**Collected data entries:**
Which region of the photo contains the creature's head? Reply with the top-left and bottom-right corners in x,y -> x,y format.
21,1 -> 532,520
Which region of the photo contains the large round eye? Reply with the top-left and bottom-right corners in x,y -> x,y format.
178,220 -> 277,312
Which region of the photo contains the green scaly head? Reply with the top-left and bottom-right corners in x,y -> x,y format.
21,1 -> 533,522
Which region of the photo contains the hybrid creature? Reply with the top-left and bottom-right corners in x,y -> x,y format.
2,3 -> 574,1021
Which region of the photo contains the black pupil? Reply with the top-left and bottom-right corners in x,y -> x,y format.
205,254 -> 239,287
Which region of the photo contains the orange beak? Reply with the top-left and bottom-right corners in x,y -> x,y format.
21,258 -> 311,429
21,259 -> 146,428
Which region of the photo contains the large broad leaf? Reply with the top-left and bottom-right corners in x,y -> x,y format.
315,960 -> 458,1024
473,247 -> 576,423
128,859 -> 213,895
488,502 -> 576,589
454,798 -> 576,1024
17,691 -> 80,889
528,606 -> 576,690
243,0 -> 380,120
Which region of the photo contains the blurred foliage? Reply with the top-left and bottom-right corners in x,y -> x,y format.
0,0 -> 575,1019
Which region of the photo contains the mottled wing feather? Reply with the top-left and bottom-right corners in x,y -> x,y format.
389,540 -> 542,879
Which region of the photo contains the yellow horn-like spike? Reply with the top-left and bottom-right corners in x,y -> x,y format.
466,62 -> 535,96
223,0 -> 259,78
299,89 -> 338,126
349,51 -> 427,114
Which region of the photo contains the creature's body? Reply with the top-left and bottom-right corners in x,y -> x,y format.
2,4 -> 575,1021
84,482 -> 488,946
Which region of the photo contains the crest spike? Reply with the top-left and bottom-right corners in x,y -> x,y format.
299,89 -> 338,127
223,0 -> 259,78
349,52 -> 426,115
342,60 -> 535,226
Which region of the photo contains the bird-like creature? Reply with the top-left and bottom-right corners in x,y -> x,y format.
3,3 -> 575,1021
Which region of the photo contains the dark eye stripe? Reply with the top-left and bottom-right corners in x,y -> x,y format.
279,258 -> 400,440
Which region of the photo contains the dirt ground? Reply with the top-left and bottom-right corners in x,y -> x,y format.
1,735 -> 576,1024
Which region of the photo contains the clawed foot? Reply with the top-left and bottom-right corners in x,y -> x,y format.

**ABOUT THIS EXERCISE:** Each entry above must be printed exactly as written.

**EXERCISE OUTPUT:**
Which region of the photo contains the creature's head? Reply with the top-left and bottom-right corners in x,y -> x,y format.
21,1 -> 532,520
Which region of the photo contains the large round eye? Reply with the top-left and bottom-right corners in x,y -> x,y format.
178,220 -> 277,312
Which region of the photo contains the green scaly head? Reply with the top-left and bottom-right corners in x,y -> x,y format.
21,1 -> 533,522
Which region of the photo contains the hybrid creature? Reply with the top-left and bottom-right corners in x,y -> x,y format.
2,3 -> 574,1021
Which region of the photo contains the black pupil? Reply with the top-left and bottom-right corners in x,y -> x,y format.
205,254 -> 239,287
Which region of the photo contains the orange beak? Reply with the top-left and bottom-right corners in x,y -> x,y format.
21,258 -> 311,429
21,259 -> 146,428
Which region of the photo contains the large broad leaf? Reply with the top-left and bottom-right corners in x,y -> x,y format.
315,960 -> 458,1024
473,247 -> 576,423
128,859 -> 213,895
488,502 -> 576,589
454,798 -> 576,1024
17,691 -> 80,889
528,606 -> 576,690
243,0 -> 380,120
Which region of the photo contains the blurred foliage? Reply with the top-left and bottom-right corners in x,y -> x,y format.
0,0 -> 575,1019
Which region of the photo contains the mottled wing feather? Reply with the top-left and bottom-right corners in x,y -> x,y format.
389,540 -> 542,879
Which region of the photo contains the yellow horn-like spike? Reply with the top-left and bottom-right corners in x,y -> x,y format.
466,62 -> 535,96
223,0 -> 259,78
299,89 -> 338,126
349,51 -> 427,114
Which region of the photo contains the creature's body? Reply with the top-left and bottom-right corners in x,y -> x,y format.
2,4 -> 575,1021
84,482 -> 488,946
Which region of the photo contains the crest spike? Reply with the top-left and bottom-right corners in x,y -> x,y format.
299,89 -> 338,127
223,0 -> 259,78
349,52 -> 426,115
342,60 -> 535,226
Which region of the photo contains the bird-like creature? Reply with the top-left and bottom-right corners in x,y -> x,y format.
3,3 -> 575,1021
Which region of the photo contains the dark eye stripe? Reply with the top-left and bottom-right corners in x,y -> x,y format.
279,258 -> 400,440
Which region of the photo contains the dirt ground? Reply with the top-left and bottom-right corners in x,y -> x,y format.
1,735 -> 576,1024
Which region of the photo contains the clawed foot? Reply with the top-left and bottom-right corners in x,y -> x,y format.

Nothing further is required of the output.